**Compito scritto A**
Rispondi a queste domande sul brano dedicato a Gangs of New York:
(i) In che anno Martin Scorsese firma il film?
(ii) In quale quartiere di New York si svolge la storia?
(iii) Quale attore interpreta Bill “The Butcher” Cutting?
**Compito scritto B**
Estrai dal brano dedicato a Gangs of New York il passo che va da "Martin Scorsese, nel" a "spettacolare e profondo.", senza cambiare nulla.

**Brano proposto**
Gangs of New York, dal quartiere alla nazione: Martin Scorsese racconta l’America che nasce in un’opera monumentale.
Martin Scorsese, nel 2002, con Gangs of New York firma uno dei suoi progetti più ambiziosi: un affresco storico potente e brutale che racconta le origini violente dell’America moderna. Un’opera che riflette sul caos fondativo, sulle contraddizioni della democrazia e sull’identità americana, costruita attraverso il conflitto, il sangue e gli ideali. Con una regia monumentale, scenografie mozzafiato e interpretazioni memorabili, Scorsese fonde intrattenimento e critica sociale in un film spettacolare e profondo.
Ambientato nella New York del 1863, nel quartiere dei Five Points — dilaniato da scontri tra bande, tensioni razziali e disuguaglianze sociali — il film segue la storia di Amsterdam Vallon (Leonardo DiCaprio) e della sua vendetta contro Bill “The Butcher” Cutting (Daniel Day-Lewis), carismatico e spietato leader dei nativisti.

**Dati grezzi**
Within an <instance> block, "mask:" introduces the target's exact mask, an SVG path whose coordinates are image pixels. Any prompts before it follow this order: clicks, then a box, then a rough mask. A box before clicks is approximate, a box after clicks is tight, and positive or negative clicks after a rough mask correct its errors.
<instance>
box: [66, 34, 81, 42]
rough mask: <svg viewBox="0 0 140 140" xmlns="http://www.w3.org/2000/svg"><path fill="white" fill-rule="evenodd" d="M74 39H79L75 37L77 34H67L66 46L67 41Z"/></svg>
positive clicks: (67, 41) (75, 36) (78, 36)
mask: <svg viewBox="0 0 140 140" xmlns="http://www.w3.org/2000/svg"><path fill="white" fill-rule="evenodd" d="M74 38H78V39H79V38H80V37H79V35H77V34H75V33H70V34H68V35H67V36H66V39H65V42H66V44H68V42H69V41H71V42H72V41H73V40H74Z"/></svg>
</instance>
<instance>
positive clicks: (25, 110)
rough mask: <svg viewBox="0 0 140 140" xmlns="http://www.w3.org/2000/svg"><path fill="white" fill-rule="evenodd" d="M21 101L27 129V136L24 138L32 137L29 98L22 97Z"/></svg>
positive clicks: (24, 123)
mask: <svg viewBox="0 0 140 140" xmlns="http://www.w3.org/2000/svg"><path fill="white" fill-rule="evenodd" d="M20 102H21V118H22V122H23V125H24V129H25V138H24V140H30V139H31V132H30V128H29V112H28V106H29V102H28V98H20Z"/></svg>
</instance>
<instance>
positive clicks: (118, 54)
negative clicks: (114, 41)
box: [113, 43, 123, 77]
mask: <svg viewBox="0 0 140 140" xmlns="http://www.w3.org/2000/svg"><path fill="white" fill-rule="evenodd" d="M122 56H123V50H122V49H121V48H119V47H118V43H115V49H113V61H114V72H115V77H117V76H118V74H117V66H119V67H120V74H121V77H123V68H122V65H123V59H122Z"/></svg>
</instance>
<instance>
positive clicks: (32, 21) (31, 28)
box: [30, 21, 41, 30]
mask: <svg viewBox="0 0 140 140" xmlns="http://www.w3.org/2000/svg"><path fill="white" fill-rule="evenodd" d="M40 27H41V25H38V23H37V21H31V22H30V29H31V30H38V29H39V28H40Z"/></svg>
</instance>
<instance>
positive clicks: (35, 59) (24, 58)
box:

**Risposta al compito A**
(i) Nel 2002.
(ii) Nel quartiere dei Five Points.
(iii) Daniel Day-Lewis.

**Risposta al compito B**
Martin Scorsese, nel 2002, con Gangs of New York firma uno dei suoi progetti più ambiziosi: un affresco storico potente e brutale che racconta le origini violente dell’America moderna. Un’opera che riflette sul caos fondativo, sulle contraddizioni della democrazia e sull’identità americana, costruita attraverso il conflitto, il sangue e gli ideali. Con una regia monumentale, scenografie mozzafiato e interpretazioni memorabili, Scorsese fonde intrattenimento e critica sociale in un film spettacolare e profondo.